:: Stored data ::
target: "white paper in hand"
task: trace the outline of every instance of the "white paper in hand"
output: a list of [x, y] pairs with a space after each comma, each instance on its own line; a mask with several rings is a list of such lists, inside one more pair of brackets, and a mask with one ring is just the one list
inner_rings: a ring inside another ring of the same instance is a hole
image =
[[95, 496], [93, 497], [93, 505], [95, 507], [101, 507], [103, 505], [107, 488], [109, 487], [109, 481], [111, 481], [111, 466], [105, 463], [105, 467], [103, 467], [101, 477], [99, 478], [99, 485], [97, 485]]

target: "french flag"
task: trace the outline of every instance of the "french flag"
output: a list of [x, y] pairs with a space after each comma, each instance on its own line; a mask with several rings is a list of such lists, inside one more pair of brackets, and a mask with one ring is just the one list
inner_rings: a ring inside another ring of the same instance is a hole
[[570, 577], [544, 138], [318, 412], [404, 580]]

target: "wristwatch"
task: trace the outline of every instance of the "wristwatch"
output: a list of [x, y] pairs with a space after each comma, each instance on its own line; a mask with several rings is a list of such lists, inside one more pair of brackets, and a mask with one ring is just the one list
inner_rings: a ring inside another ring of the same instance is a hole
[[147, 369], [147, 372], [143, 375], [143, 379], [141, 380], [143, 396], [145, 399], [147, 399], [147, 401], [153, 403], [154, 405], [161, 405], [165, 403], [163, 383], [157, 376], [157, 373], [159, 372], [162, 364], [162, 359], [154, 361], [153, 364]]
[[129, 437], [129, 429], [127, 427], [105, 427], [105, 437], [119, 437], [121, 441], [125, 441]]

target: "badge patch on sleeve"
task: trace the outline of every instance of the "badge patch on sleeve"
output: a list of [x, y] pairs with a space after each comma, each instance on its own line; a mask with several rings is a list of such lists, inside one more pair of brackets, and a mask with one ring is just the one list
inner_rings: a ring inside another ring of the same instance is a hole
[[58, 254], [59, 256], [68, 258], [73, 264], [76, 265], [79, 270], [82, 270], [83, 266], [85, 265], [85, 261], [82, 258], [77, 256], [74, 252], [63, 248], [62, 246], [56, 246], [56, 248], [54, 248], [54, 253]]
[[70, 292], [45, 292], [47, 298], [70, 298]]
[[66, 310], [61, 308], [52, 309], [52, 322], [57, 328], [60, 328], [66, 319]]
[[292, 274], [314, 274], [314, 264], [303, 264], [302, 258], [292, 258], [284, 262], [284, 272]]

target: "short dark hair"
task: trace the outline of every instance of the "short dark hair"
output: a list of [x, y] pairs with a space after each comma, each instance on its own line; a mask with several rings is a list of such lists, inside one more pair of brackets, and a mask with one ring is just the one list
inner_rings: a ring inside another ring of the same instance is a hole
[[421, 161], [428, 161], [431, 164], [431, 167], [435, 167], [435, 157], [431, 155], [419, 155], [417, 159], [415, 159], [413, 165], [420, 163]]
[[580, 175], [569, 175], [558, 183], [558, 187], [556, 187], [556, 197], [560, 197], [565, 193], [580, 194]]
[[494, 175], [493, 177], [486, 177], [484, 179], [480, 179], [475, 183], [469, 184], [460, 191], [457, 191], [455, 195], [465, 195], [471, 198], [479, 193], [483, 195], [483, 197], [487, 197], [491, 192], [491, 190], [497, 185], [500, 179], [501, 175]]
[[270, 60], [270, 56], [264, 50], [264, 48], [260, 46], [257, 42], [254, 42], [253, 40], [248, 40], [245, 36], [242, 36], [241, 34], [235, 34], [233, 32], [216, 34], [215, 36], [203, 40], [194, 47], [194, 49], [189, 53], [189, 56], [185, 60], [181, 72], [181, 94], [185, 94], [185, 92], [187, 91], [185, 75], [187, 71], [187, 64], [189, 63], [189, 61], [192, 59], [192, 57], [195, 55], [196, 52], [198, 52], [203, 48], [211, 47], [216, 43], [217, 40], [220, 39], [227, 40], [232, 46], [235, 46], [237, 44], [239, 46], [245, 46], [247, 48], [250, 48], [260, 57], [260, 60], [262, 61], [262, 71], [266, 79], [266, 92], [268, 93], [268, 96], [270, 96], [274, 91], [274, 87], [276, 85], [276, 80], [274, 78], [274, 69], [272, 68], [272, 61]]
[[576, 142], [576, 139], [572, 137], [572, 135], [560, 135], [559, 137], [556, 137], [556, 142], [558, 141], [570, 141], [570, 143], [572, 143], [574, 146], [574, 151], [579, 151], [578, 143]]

:: Set problem ::
Change every "outline" in the material above to "contour" and leave all other text unchanged.

:: Answer to the problem ::
target: "white paper in hand"
task: trace the contour of every instance of the "white paper in hand"
output: a list of [x, y] pairs with a space after each comma, each instance on its own line; a mask with several rings is a list of such lists, inside one more pair of brackets, and a mask with one ring is just the one list
inner_rings: a ring inside another ring of the same instance is a hole
image =
[[95, 496], [93, 497], [93, 505], [95, 507], [101, 507], [103, 505], [107, 488], [109, 487], [109, 481], [111, 481], [111, 466], [105, 463], [105, 467], [103, 467], [101, 477], [99, 478], [99, 485], [97, 485]]

target: "french flag"
task: trace the contour of every instance of the "french flag"
output: a list of [x, y] pairs with a space after each comma, each instance on its own line; a mask with several rings is a list of such lists, inside one more pair of brackets, and a mask with one ring is just the one list
inner_rings: a ring inside another ring of the same instance is a hole
[[570, 577], [544, 138], [318, 412], [404, 580]]

target: "wristwatch"
task: trace the contour of every instance of the "wristwatch"
output: a list of [x, y] pairs with a space after each comma, each instance on its own line; a mask with several rings is a list of such lists, inside one more pair of brackets, and a mask with one ring is just the one list
inner_rings: a ring inside another ring of the same instance is a hole
[[147, 369], [147, 372], [143, 375], [143, 379], [141, 380], [143, 396], [145, 399], [147, 399], [147, 401], [153, 403], [154, 405], [161, 405], [165, 403], [163, 383], [157, 376], [157, 373], [159, 372], [162, 364], [162, 359], [154, 361], [153, 364]]
[[129, 437], [129, 429], [127, 427], [105, 427], [105, 437], [119, 437], [121, 441], [125, 441]]

target: "badge patch on sleeve"
task: trace the contour of every instance of the "badge patch on sleeve"
output: a list of [x, y] pairs with a space after each comma, each instance on its own line; a mask with several rings is a list of such lists, inside one more pair of brackets, and a mask with one ring is just the one list
inner_rings: a ring inside another ring of the same instance is a hole
[[58, 254], [59, 256], [68, 258], [73, 264], [76, 265], [79, 270], [82, 270], [83, 266], [85, 265], [85, 261], [82, 258], [77, 256], [74, 252], [63, 248], [62, 246], [56, 246], [56, 248], [54, 248], [54, 253]]
[[70, 292], [45, 292], [47, 298], [70, 298]]
[[66, 310], [61, 308], [52, 309], [52, 322], [57, 328], [60, 328], [66, 319]]
[[292, 274], [314, 274], [314, 264], [303, 264], [302, 258], [292, 258], [284, 262], [284, 272]]

target: "short dark hair"
task: trace the contour of every instance of the "short dark hair"
output: a list of [x, y] pairs with a space after each comma, each instance on its own line; a mask with several rings is a list of such lists, inside one more pair of brackets, and a mask with one ring is just the one list
inner_rings: a ring inside another ring of the same instance is a hole
[[421, 161], [428, 161], [431, 164], [431, 167], [435, 167], [435, 157], [431, 155], [419, 155], [417, 159], [415, 159], [413, 165], [420, 163]]
[[580, 175], [569, 175], [558, 183], [558, 187], [556, 187], [556, 197], [560, 197], [565, 193], [580, 194]]
[[494, 175], [493, 177], [486, 177], [484, 179], [480, 179], [475, 183], [469, 184], [460, 191], [457, 191], [455, 195], [465, 195], [471, 198], [479, 193], [483, 195], [483, 197], [487, 197], [491, 192], [491, 190], [497, 185], [500, 179], [501, 175]]
[[270, 60], [270, 56], [264, 50], [264, 48], [260, 46], [257, 42], [254, 42], [253, 40], [248, 40], [245, 36], [242, 36], [241, 34], [235, 34], [233, 32], [216, 34], [215, 36], [203, 40], [194, 47], [194, 49], [189, 53], [189, 56], [185, 60], [181, 72], [181, 94], [185, 94], [185, 92], [187, 91], [185, 75], [187, 71], [187, 64], [189, 63], [189, 61], [192, 59], [192, 57], [195, 55], [196, 52], [198, 52], [203, 48], [211, 47], [216, 43], [217, 40], [220, 39], [227, 40], [232, 46], [235, 46], [237, 44], [239, 46], [245, 46], [247, 48], [250, 48], [260, 57], [260, 60], [262, 61], [262, 71], [266, 79], [266, 92], [268, 93], [268, 96], [270, 96], [274, 91], [274, 87], [276, 85], [276, 80], [274, 78], [274, 69], [272, 68], [272, 61]]
[[576, 142], [576, 139], [572, 137], [572, 135], [560, 135], [559, 137], [556, 137], [556, 142], [558, 141], [570, 141], [570, 143], [572, 143], [574, 146], [574, 151], [579, 151], [578, 143]]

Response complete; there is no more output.